TEXTO DO DOCUMENTO.
Na terça seguinte, acordei cedinho da manhã e fui ao posto. Cheguei próximo das 6h e já tinha uma fila com cerca de 30 pessoas. Muitas em pé, algumas sentadas em cadeiras de praia, outras tomando chimarrão – apesar do calor de janeiro que já fazia aquela hora. Em sua maioria, gente com mais de 50 anos. Predominava um silêncio quebrado aos poucos pelo movimento dos ônibus da avenida ao lado e por reclamações abafadas na fila, “será que vai ter senha suficiente? janeiro tem muito médico que entra em férias”, “mas que horas chegaram pra já ter tanta gente na fila?”, “acho que aqueles lá da frente dormiram aqui, só pode”. Próximo ao horário da abertura do posto, 7h, uma funcionária da unidade percorreu a fila distribuindo folhetos para as eleições do conselho local de saúde (CLS), subordinado ao conselho municipal (CMS). Falava alto: “o conselho é a forma de vocês participarem das decisões do posto e reclamarem de qualquer situação, aqui estão as datas e os horários da reunião. Qualquer um pode participar”. Uma senhora atrás de mim na fila comentou: “política a essa hora da manhã? Se adiantasse alguma coisa reclamar…”

TAREFA PROPOSTA.
Indique se cada afirmação a seguir está de acordo com o relato sobre a fila no posto, respondendo sim ou não e citando literalmente o trecho decisivo. (a) Quem narra chegou ao posto por volta das 6h e já encontrou cerca de 30 pessoas na fila; (b) o posto abria às 8h; (c) a maioria das pessoas na fila era jovem.

DADOS ARMAZENADOS.

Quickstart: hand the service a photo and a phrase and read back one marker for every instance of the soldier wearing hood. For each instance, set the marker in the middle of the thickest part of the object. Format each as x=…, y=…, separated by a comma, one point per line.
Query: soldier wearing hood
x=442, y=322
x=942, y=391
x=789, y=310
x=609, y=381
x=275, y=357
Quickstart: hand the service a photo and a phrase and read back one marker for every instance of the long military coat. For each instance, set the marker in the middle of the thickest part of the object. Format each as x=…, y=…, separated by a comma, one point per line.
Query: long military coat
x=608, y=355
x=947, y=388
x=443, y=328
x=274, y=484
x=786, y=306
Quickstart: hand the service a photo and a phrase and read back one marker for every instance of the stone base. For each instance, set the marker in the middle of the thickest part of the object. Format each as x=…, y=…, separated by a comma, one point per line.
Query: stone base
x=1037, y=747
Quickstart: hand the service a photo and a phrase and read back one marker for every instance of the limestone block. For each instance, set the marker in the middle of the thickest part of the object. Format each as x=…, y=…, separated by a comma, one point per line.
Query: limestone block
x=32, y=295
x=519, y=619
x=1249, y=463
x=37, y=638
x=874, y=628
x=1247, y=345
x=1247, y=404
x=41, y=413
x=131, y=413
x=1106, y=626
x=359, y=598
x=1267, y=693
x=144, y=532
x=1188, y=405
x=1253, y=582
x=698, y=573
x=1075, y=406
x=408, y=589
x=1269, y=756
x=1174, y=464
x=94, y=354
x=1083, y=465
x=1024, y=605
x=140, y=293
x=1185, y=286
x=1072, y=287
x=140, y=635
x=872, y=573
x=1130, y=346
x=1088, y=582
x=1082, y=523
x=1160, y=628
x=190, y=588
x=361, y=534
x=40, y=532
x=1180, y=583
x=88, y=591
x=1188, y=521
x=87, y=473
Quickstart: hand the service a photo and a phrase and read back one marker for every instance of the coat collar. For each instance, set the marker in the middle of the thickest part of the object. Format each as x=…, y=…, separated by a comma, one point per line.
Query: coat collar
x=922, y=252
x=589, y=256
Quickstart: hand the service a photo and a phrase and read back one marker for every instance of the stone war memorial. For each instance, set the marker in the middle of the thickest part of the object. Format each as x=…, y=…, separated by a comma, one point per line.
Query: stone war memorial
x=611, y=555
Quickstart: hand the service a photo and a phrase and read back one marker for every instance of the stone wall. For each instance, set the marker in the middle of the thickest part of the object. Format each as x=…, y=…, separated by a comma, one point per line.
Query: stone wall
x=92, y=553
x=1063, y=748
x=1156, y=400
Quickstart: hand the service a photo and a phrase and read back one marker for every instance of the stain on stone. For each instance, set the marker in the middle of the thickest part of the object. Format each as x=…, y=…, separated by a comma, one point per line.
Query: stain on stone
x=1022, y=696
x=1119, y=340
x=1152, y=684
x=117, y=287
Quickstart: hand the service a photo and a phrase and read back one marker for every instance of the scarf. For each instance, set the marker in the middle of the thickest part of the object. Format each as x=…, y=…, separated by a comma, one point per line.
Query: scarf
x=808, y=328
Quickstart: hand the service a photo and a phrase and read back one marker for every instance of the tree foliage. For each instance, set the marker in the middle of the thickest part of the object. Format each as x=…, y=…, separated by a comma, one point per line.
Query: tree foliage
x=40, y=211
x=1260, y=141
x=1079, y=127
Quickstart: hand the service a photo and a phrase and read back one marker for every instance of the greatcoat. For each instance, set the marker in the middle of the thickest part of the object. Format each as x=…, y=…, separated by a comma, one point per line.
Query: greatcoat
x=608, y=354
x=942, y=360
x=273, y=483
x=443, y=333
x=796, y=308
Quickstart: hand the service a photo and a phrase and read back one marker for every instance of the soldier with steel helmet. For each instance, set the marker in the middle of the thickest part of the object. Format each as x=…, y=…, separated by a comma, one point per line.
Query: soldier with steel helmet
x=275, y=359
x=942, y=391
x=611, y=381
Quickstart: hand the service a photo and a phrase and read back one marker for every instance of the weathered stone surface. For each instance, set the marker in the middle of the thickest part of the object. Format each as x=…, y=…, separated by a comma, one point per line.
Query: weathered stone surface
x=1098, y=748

RESPOSTA.
(a) Sim: "Cheguei próximo das 6h e já tinha uma fila com cerca de 30 pessoas."
(b) Não: "Próximo ao horário da abertura do posto, 7h"
(c) Não: "Em sua maioria, gente com mais de 50 anos."